Every line from the line containing "of the stone" through the final line below is to be repeated exactly; no other line is.

======== Given entries

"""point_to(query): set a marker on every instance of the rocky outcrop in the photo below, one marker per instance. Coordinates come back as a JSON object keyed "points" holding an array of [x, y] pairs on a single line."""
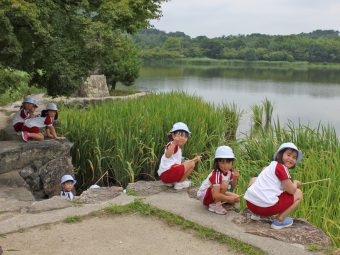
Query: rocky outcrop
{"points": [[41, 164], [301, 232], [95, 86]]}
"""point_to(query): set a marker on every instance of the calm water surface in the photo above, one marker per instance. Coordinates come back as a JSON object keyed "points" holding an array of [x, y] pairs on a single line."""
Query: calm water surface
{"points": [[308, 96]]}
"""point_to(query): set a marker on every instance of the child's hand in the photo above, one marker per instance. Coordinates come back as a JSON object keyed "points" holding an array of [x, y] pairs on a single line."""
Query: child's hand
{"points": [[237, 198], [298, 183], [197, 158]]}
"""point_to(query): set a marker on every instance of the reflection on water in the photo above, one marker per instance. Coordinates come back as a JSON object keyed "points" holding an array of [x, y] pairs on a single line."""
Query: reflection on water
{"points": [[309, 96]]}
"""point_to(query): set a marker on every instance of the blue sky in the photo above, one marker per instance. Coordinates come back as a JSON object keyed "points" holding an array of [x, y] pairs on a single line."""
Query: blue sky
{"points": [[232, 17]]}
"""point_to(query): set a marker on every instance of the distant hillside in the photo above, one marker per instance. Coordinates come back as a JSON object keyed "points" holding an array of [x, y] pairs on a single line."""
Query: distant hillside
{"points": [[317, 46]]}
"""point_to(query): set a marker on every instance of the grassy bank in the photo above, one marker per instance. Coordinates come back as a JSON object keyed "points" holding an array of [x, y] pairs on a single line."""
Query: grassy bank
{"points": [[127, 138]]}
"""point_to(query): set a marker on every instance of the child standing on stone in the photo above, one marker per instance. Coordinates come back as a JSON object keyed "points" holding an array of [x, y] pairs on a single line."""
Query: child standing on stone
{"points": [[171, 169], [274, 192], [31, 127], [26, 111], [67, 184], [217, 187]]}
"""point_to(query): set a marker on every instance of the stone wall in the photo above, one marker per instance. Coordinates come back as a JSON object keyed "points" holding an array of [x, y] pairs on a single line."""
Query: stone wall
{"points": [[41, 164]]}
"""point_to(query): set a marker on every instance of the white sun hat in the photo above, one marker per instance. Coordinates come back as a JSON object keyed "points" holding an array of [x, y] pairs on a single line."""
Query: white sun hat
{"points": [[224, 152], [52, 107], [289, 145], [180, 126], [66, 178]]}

================

**Solved problem:**
"""point_to(query): set a marker on every instance of the stone wall in the photo above, one marker per instance. Coordinates come back as a JSON object keyed "points" holding an array of [x, y] pairs on a single line."""
Query: stone wall
{"points": [[41, 164]]}
"""point_to(query): set a marker on every instance of the white sun hat in the photo above, one marker per instance. Coordinates come back as a JSON object keyed "points" holding an array of [x, y] pairs on a single line."""
Query: white sun hat
{"points": [[224, 152], [52, 107], [289, 145], [180, 126], [66, 178]]}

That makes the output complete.